[Set exercise]
With the pictures left out, copy the listing below exactly.

(Extracted records)
- - -

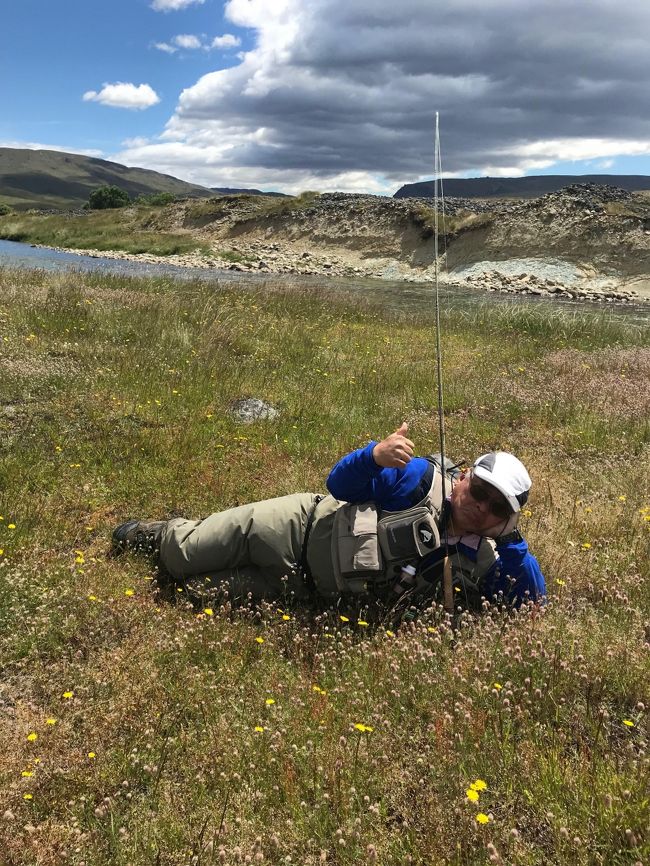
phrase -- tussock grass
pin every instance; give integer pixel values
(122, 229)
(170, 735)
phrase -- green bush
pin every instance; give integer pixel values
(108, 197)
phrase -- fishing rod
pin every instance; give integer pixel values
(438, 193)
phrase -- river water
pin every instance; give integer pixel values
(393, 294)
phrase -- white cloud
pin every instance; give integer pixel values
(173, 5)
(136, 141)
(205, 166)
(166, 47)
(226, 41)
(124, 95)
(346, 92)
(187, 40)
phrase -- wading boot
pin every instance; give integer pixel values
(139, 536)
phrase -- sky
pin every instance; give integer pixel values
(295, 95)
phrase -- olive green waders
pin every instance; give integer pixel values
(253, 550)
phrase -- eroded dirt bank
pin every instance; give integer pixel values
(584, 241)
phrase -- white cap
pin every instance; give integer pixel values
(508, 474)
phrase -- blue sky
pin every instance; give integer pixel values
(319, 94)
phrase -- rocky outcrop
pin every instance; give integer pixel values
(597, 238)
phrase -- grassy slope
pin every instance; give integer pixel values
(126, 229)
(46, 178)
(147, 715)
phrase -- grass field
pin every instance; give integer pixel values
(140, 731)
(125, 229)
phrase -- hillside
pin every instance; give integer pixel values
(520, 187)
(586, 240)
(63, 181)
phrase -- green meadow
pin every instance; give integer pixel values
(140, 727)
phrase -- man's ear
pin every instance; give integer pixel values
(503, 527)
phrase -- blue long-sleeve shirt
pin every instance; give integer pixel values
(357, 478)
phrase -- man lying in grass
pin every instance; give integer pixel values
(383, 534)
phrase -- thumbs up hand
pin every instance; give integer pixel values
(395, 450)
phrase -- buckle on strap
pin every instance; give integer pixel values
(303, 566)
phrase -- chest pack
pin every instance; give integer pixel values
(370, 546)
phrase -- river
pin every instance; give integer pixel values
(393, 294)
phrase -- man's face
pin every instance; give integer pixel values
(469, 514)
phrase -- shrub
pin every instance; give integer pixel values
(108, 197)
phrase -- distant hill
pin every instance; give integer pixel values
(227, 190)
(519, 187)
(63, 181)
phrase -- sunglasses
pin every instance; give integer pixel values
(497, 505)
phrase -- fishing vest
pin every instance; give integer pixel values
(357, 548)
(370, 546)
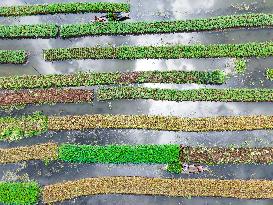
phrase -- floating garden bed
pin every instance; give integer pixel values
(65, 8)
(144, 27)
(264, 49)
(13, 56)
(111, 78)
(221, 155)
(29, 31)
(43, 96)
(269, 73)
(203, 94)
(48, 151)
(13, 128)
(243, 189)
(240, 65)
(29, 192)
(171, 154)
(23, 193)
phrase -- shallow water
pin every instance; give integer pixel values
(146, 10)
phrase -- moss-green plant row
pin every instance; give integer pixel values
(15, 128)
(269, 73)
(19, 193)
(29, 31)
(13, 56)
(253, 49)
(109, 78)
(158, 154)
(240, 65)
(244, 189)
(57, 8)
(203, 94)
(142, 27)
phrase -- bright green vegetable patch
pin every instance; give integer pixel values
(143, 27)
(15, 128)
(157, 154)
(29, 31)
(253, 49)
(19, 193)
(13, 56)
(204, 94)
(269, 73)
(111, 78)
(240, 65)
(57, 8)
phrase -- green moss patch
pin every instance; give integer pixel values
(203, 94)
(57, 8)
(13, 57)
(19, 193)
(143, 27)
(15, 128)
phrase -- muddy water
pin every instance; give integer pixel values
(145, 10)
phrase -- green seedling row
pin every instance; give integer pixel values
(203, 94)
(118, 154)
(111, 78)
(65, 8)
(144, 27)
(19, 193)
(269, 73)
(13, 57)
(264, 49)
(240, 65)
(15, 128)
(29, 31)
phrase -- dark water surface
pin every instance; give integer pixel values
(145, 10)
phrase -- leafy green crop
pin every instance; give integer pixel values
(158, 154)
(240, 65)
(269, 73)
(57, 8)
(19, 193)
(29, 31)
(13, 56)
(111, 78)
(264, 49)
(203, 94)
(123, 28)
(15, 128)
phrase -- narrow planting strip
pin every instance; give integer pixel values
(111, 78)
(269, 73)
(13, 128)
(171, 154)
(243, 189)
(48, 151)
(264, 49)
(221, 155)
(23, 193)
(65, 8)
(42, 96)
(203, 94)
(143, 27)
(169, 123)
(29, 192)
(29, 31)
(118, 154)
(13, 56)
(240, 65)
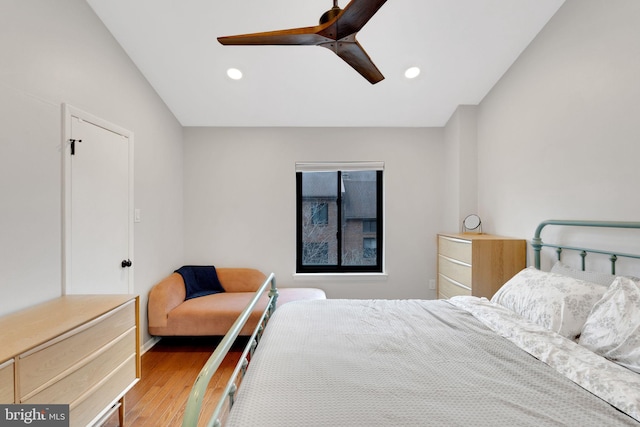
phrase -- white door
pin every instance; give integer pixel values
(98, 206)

- - -

[Task solution]
phrase -- tussock grass
pin every instance; give integer pixel values
(122, 229)
(170, 735)
phrase -- green bush
pin every instance; give integer pixel values
(108, 197)
phrase -- fishing rod
pin every instance; give integer pixel values
(438, 193)
phrase -- river water
pin every instance; give integer pixel values
(393, 294)
phrase -- white cloud
pin every instance; give integer pixel values
(173, 5)
(136, 141)
(205, 166)
(166, 47)
(226, 41)
(124, 95)
(346, 92)
(187, 40)
phrase -- wading boot
pin every instance; give integer pixel values
(139, 536)
phrase -- sky
pin every instance; give integer pixel values
(295, 95)
phrase -- olive green waders
pin every instance; give integer pixel values
(253, 550)
phrase -- eroded dirt bank
pin every instance; give integer pixel values
(584, 241)
phrase -- white cap
pin every instance; give integer pixel values
(508, 474)
phrase -- blue sky
pin every instance; give integer pixel values
(319, 94)
phrase -- rocky outcrop
pin every instance; give integer pixel values
(597, 238)
phrase -- grassy slope
pin every instance; give integer pixel values
(126, 229)
(46, 178)
(147, 715)
phrase -- grass field
pin every instance; give integer pixel values
(140, 731)
(125, 229)
phrase -- hillside
pin every instance; give integer pixel values
(520, 187)
(586, 240)
(63, 181)
phrase -- green meadow
pin every instance; give integer pixel values
(140, 727)
phrase -- man's ear
pin every instance; give integer pixel values
(503, 527)
phrase -- blue long-sleeve shirt
pin every instance; give integer pixel values
(357, 478)
phrase -- man lying in grass
pin every instance; give integer pixel values
(383, 534)
phrase -- thumbs up hand
pin every instance; give integer pixel values
(395, 450)
phrase -- buckle on strap
pin every instance; give integer pixel values
(303, 566)
phrase -- chest pack
pin every instance; give integer pixel values
(370, 546)
phrase -- river
pin every instance; give integer pixel values
(393, 294)
phrase -- man's face
pin every instance; give integer pixel values
(469, 514)
phrase -- shrub
pin every instance; give integer pixel values
(108, 197)
phrase -- distant hill
pin every instance; give integer pixel values
(227, 190)
(519, 187)
(63, 181)
phrase -- sunglasses
pin every instance; give integer pixel values
(497, 505)
phrase -- fishing vest
pin every instance; give integer pixel values
(357, 548)
(370, 546)
phrase -- floating garden bed
pin every instance; give integer pixel values
(65, 8)
(144, 27)
(264, 49)
(13, 56)
(111, 78)
(221, 155)
(29, 31)
(43, 96)
(269, 73)
(203, 94)
(48, 151)
(13, 128)
(243, 189)
(240, 65)
(29, 192)
(171, 154)
(23, 193)
phrase -- shallow water
pin every instance; give integer pixel values
(146, 10)
phrase -- moss-green plant row
pin every instance; give integer pixel values
(15, 128)
(269, 73)
(19, 193)
(29, 31)
(13, 56)
(253, 49)
(109, 78)
(158, 154)
(240, 65)
(244, 189)
(57, 8)
(203, 94)
(142, 27)
phrase -- bright green vegetable patch
pin every instance; give integer pixel values
(143, 27)
(15, 128)
(157, 154)
(29, 31)
(253, 49)
(19, 193)
(13, 56)
(204, 94)
(269, 73)
(111, 78)
(240, 65)
(57, 8)
phrase -- green moss patch
pin every instance; give integer pixel values
(203, 94)
(57, 8)
(13, 57)
(19, 193)
(143, 27)
(15, 128)
phrase -- muddy water
pin every instance; give integer pixel values
(145, 10)
phrase -- green seedling row
pin every instance; give integer pixel values
(203, 94)
(118, 154)
(111, 78)
(65, 8)
(144, 27)
(19, 193)
(269, 73)
(13, 57)
(264, 49)
(240, 65)
(15, 128)
(29, 31)
phrase -- dark water surface
pin every instance; give integer pixel values
(145, 10)
phrase -- leafy green crop
pin every instance; give integer pixel values
(158, 154)
(240, 65)
(269, 73)
(57, 8)
(19, 193)
(29, 31)
(13, 56)
(111, 78)
(264, 49)
(203, 94)
(123, 28)
(15, 128)
phrase -- narrow planting strip
pin every instance; give integer pixel values
(111, 78)
(269, 73)
(13, 128)
(171, 154)
(243, 189)
(48, 151)
(264, 49)
(221, 155)
(23, 193)
(65, 8)
(42, 96)
(203, 94)
(143, 27)
(169, 123)
(29, 192)
(29, 31)
(118, 154)
(13, 56)
(240, 65)
phrase -- white door
pin every instance; give integer pixel values
(98, 206)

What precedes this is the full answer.